Quoted passage:
-=-=-
Also Wormil I am sorry you did not like our transfers, If you could call me as well. 

Thank You,
Larry Dowling
larry@DowlingGraphics.com




CannibalSam said:


> Today was the day I was to receive 50+ heat transfers in the mail! OH BOY! Well I go online, and in my email I get a notification from my credit company saying I have a statement ready to go. That means I have a bill to pay....well....that can't be. I haven't used the card since January. I check it, and it turns out I had been accidentally charged twice by the company I've been using to order transfers from. No big deal, I'll fight it and ask for a refund. Done. I move on with my morning, and soon my transfers arrive! Joy of joys, it's like Christmas morning! The transfers initially look great.....that is until I take a closer look. Every single sheet had 1 or 2 patches of missing ink. The ink hadn't cured 100% and was sent to me still wet, apparently. This is the 2nd time this has happened with the same company. I don't want to name any names, but can anyone recommend me a new company that has excellent turn around time, prices and the plastisol transfer actually feels soft and smooth and ISN'T WET WHEN IS SENT TO ME?!
> 
> I'm seriously considering just outsourcing my designs and just getting a screenprinter to print all my stuff now....ugh.


----------



## dlac (Apr 8, 2008)

Well I said I would tell you how it went.. I used a Dowling Stock Transfer and then dropped the company name around it .. turned out great.. Customer was thrilled, Then I got worried about Andy's post that looked like he had trouble with Dowling and was really glad that it turns out it was SEMO that sent him the bad transfers.. and not Dowling that it looked like.. I was happy in that I don't need that kind of problems..
dlac


----------



## binki (Jul 16, 2006)

Here are some places you can go. 

Stahls, Heat Transfer Warehouse, Ace Transfer Company, VersaTrans and there are many others that you can find on the IIS Show web site. Just look for exhibitors.


----------



## royster13 (Aug 14, 2007)

Hey Andy:

How do this work out for you?.....An update would be appreciated.....

Thanks......


----------



## CannibalSam (Oct 20, 2011)

royster13 said:


> Hey Andy:
> 
> How do this work out for you?.....An update would be appreciated.....
> 
> Thanks......


Hey sorry for the lack of details, all! My new transfers from F&M came SUPER fast, and they looked absolutely KILLER! They transferred great and they're super soft! I just wish they had a bigger size available for their sale, oh well. Definitely a fan of F&M!!!


----------



## dixieexpress (Jul 26, 2008)

I only use Dowling graphics, and have been for years, I have never had a problem, they are a great folks to deal with.


----------



## larry (Mar 6, 2007)

Cannibal Sam,
In your last thread you forgot to say that Dowling Graphics was not the company that sent you the bad transfers......If you name a company make sure you are naming the right company.

Thank you,
Larry@DowlingGraphics.com





CannibalSam said:


> Hey sorry for the lack of details, all! My new transfers from F&M came SUPER fast, and they looked absolutely KILLER! They transferred great and they're super soft! I just wish they had a bigger size available for their sale, oh well. Definitely a fan of F&M!!!


----------



## royster13 (Aug 14, 2007)

Larry looks like he was talking about Semo Imprints.....



larry said:


> Cannibal Sam,
> In your last thread you forgot to say that Dowling Graphics was not the company that sent you the bad transfers......If you name a company make sure you are naming the right company.
> 
> Thank you,
> [email protected]DowlingGraphics.com


----------



## Fenrir (Mar 13, 2012)
-=-=-
Stored rows:
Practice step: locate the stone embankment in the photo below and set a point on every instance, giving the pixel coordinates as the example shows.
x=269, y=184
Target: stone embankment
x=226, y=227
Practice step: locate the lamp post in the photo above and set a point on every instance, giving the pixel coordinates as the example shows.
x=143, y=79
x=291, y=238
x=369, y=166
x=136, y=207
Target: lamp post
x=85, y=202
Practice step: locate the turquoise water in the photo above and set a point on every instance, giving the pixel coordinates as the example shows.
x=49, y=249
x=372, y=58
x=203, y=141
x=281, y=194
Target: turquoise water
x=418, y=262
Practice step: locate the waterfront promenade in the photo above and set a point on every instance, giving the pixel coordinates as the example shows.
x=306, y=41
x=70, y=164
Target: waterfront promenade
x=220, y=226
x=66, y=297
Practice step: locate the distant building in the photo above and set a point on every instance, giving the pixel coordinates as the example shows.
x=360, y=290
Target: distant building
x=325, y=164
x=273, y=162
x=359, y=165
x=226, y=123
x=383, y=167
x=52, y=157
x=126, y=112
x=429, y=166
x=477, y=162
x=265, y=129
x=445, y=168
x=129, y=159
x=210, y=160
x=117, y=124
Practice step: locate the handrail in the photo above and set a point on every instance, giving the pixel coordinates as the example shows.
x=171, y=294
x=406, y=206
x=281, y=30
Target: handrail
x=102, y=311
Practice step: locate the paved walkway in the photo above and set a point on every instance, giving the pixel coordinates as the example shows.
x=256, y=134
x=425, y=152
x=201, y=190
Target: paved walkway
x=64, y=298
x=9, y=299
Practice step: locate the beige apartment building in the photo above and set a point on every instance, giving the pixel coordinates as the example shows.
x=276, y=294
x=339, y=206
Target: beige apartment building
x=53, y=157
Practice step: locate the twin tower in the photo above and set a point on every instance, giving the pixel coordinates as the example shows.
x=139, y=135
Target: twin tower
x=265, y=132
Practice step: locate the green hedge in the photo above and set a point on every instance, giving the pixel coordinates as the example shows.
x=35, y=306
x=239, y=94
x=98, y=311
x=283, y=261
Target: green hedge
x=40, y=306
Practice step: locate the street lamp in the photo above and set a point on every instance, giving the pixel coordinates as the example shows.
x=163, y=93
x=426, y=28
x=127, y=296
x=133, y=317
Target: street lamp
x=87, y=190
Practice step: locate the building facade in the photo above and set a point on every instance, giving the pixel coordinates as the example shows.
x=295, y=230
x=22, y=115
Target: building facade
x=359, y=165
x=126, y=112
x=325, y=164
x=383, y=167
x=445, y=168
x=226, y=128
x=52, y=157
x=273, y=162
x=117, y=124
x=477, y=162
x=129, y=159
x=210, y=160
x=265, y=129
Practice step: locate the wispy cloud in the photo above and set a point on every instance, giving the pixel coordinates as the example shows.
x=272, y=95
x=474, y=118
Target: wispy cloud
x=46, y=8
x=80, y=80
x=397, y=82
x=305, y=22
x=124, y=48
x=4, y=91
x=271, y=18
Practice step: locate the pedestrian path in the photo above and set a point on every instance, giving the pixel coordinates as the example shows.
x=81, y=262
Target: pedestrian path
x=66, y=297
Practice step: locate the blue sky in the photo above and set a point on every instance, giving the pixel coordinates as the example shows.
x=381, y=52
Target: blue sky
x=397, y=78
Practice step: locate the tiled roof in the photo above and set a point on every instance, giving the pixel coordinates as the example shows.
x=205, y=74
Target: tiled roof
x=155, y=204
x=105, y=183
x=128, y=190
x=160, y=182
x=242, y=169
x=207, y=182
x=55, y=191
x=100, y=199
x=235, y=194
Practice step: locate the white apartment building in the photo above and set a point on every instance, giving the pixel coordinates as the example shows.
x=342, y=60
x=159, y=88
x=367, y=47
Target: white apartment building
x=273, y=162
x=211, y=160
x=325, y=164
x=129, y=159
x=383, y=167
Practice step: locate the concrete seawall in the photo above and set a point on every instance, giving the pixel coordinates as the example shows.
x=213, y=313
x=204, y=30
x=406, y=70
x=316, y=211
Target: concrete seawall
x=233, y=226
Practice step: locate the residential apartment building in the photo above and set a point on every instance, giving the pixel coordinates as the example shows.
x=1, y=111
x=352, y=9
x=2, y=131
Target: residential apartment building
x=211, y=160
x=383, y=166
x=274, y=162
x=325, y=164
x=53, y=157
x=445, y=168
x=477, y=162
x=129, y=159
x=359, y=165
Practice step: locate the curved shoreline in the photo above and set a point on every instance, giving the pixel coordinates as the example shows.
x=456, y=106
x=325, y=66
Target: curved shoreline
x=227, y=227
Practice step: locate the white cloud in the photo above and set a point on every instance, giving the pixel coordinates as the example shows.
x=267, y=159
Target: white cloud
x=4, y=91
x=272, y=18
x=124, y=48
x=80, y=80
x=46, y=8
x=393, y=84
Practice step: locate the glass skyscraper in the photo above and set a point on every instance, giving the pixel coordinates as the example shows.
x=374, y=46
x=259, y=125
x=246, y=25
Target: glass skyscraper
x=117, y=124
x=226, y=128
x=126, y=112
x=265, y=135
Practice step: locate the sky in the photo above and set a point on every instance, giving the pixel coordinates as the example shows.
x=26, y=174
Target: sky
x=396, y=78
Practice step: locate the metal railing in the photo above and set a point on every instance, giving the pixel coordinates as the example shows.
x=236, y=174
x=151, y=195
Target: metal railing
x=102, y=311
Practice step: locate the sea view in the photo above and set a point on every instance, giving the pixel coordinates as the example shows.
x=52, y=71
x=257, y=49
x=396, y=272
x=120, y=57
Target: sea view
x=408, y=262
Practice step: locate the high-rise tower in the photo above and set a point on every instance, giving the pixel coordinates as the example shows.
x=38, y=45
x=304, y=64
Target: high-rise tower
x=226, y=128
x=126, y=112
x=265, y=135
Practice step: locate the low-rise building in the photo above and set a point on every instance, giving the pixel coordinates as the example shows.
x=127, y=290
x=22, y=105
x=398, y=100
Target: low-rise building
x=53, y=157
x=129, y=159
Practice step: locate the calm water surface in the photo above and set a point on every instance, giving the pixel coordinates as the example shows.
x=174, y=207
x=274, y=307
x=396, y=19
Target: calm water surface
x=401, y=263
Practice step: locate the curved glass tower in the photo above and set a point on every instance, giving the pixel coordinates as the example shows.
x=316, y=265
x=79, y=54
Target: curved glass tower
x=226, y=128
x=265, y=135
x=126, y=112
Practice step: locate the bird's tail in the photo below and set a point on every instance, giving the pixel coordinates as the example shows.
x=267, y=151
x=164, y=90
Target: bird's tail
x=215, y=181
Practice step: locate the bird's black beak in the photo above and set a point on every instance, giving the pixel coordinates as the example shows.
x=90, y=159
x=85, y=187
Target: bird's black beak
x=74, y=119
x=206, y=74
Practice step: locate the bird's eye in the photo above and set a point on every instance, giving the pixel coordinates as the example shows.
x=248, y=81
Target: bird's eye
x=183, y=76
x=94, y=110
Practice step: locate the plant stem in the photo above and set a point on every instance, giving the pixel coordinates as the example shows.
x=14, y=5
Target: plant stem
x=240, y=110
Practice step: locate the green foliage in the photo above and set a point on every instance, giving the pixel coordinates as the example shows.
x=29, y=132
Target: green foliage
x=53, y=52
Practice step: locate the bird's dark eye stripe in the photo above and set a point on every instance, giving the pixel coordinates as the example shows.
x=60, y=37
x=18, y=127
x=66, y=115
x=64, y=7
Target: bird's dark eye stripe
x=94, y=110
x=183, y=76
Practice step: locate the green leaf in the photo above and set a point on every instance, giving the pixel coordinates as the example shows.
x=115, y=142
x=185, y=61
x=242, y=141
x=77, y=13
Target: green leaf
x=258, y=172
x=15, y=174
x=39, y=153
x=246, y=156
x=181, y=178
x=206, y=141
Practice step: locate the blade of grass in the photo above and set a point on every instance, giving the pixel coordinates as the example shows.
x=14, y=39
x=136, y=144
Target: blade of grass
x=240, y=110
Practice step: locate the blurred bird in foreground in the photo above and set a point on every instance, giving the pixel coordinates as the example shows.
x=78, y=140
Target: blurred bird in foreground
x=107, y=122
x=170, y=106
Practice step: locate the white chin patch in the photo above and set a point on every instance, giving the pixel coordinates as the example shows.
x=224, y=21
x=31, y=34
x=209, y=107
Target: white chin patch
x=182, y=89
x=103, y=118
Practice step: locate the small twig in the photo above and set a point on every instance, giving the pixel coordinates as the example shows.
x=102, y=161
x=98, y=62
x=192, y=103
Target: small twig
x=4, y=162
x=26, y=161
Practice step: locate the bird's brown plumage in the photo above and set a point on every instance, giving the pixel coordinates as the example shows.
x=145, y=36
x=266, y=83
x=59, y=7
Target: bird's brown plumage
-=-=-
Objectives:
A. In the heat transfer thread, how many heat transfers was CannibalSam expecting to receive in the mail?
B. Duplicate the part of the heat transfer thread that opens with the words containing "Well I said" and closes with "(Jul 16, 2006)".
C. List every transfer company that binki names by name in the heat transfer thread.
The data has no connection to the heat transfer thread.

Solutions to the exercise:
A. 50+ heat transfers.

B.
Well I said I would tell you how it went.. I used a Dowling Stock Transfer and then dropped the company name around it .. turned out great.. Customer was thrilled, Then I got worried about Andy's post that looked like he had trouble with Dowling and was really glad that it turns out it was SEMO that sent him the bad transfers.. and not Dowling that it looked like.. I was happy in that I don't need that kind of problems..
dlac


----------



## binki (Jul 16, 2006)

C. Stahls, Heat Transfer Warehouse, Ace Transfer Company, VersaTrans